[Start of Attachment]
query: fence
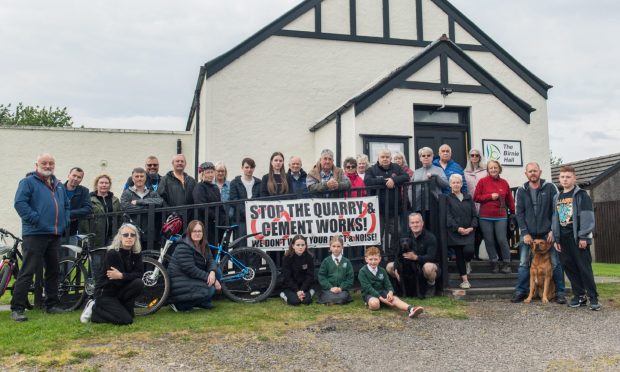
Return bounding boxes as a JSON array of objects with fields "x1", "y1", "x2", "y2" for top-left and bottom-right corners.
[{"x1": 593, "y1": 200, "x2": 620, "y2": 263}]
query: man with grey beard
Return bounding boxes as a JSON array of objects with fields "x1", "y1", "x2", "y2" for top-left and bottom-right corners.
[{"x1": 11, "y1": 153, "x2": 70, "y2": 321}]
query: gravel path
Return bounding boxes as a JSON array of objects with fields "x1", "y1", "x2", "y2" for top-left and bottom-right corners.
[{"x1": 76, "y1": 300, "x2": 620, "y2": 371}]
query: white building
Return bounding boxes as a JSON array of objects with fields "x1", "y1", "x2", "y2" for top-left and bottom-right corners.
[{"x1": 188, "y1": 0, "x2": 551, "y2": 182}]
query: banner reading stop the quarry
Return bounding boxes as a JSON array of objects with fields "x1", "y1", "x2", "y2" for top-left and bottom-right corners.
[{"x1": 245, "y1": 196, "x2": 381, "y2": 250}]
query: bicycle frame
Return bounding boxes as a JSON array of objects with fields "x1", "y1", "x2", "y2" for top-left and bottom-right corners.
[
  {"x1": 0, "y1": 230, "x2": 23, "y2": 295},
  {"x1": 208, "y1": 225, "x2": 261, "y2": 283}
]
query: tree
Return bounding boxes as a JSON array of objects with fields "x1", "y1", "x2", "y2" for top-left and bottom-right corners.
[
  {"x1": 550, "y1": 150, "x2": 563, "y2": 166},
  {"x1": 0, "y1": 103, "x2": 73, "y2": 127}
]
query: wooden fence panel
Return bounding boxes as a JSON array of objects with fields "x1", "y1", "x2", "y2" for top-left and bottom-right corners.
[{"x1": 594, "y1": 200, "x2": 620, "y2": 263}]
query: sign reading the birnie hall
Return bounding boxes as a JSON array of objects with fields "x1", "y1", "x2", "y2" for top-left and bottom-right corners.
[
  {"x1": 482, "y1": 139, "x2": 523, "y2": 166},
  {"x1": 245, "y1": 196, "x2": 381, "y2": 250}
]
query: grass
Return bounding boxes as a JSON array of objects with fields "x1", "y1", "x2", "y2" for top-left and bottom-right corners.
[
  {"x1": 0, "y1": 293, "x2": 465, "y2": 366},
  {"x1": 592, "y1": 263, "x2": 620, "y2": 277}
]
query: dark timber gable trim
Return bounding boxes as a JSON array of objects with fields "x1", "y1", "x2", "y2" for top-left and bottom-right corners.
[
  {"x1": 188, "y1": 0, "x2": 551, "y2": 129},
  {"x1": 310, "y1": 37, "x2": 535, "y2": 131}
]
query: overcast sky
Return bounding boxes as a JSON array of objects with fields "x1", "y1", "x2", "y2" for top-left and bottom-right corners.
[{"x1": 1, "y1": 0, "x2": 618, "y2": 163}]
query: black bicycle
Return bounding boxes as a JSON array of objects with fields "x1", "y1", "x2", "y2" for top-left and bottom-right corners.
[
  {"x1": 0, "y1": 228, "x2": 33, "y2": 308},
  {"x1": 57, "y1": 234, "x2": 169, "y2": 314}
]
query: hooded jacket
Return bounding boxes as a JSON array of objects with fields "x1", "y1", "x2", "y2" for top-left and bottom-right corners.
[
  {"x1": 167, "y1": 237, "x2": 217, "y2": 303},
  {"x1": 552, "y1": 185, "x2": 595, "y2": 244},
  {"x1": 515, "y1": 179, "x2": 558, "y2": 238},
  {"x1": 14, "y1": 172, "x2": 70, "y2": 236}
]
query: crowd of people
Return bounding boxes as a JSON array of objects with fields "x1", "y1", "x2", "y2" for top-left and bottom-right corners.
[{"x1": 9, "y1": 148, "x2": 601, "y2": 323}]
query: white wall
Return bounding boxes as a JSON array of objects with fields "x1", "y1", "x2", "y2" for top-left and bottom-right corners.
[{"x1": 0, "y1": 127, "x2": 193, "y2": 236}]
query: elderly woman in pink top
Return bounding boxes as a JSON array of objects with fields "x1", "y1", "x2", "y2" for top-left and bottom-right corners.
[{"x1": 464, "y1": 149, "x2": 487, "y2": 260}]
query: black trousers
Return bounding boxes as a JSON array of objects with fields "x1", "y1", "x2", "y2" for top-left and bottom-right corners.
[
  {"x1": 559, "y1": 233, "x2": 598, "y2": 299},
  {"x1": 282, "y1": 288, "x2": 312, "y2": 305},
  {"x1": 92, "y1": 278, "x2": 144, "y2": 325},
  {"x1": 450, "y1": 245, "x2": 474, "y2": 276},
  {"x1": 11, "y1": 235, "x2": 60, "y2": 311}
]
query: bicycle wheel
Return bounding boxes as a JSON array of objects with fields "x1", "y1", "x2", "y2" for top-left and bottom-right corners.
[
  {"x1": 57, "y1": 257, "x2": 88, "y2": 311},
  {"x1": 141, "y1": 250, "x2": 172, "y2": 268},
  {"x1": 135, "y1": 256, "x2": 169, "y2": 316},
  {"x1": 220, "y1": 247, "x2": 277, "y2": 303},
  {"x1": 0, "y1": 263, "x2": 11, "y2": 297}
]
[End of Attachment]
[Start of Attachment]
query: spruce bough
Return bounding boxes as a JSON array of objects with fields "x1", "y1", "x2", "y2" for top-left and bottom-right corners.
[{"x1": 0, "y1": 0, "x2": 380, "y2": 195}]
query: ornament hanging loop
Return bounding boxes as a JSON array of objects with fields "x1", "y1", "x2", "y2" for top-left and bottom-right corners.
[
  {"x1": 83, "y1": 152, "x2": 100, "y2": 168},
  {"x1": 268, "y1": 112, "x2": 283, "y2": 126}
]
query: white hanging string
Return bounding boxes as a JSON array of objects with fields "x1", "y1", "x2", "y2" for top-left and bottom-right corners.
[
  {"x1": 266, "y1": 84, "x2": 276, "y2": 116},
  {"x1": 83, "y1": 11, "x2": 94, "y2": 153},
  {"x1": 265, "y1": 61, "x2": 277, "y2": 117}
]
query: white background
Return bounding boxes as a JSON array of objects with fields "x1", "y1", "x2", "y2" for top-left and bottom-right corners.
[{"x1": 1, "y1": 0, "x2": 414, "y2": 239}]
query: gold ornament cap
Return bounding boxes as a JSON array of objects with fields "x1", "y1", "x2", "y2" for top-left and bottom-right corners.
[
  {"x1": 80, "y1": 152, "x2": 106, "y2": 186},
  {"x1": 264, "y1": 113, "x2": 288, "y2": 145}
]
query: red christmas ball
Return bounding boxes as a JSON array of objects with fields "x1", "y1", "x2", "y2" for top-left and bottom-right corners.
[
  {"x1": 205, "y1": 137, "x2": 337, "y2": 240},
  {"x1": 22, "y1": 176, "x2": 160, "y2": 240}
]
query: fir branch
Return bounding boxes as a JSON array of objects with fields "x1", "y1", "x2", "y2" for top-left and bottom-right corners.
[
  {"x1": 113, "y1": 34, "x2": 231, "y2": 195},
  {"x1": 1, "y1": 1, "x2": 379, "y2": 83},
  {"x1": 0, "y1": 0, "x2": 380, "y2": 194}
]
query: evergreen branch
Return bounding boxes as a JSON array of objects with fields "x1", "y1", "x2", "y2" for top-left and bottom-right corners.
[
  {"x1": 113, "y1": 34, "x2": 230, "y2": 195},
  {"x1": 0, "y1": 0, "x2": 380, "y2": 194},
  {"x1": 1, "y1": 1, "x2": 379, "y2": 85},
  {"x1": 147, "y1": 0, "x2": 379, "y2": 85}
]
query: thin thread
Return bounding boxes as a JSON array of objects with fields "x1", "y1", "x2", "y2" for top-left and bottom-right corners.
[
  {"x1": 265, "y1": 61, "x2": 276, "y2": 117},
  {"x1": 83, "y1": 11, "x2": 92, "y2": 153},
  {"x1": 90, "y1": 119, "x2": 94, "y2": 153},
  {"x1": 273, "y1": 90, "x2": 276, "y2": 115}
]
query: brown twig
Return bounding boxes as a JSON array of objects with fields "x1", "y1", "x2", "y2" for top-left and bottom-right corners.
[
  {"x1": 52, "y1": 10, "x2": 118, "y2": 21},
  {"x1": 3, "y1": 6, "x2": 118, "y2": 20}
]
[End of Attachment]
[Start of Attachment]
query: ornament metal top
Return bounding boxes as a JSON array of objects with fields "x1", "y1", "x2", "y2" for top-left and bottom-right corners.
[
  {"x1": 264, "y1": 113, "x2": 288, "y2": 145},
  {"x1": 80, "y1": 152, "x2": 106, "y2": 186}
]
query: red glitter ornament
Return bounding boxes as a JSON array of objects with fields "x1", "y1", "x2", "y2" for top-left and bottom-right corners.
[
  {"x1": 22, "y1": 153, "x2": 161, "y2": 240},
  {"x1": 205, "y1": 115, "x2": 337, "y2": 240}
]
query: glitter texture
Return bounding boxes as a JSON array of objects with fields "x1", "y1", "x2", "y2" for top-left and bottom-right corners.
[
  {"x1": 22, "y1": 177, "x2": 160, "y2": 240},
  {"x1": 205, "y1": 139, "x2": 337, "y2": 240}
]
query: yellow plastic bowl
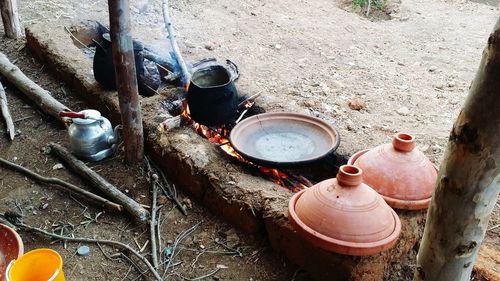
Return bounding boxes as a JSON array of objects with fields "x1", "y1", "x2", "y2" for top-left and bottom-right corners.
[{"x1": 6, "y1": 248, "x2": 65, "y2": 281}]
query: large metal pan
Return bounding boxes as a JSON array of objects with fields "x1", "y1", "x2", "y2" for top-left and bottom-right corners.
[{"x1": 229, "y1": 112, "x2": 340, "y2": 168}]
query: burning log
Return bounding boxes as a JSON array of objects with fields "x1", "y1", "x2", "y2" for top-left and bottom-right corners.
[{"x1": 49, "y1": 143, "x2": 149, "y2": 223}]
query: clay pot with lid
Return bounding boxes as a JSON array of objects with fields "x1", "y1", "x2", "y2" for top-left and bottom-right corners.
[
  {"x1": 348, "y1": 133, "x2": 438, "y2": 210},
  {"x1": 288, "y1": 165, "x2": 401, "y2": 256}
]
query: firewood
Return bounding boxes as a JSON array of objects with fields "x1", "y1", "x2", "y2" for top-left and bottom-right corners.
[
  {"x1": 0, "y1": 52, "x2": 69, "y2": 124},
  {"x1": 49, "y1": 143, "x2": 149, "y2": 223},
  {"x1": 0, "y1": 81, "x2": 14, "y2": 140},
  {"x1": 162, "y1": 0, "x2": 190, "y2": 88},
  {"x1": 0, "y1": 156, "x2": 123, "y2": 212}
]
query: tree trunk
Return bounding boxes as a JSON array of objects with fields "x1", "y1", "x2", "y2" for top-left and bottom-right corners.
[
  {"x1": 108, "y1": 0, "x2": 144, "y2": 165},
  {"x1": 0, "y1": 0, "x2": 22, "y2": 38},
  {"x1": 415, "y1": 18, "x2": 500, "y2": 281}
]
[End of Attachment]
What you have to do => Every line of the listing that includes the word "reading" must be copied.

Answer space =>
query: banner reading stop the quarry
query: sign reading the birnie hall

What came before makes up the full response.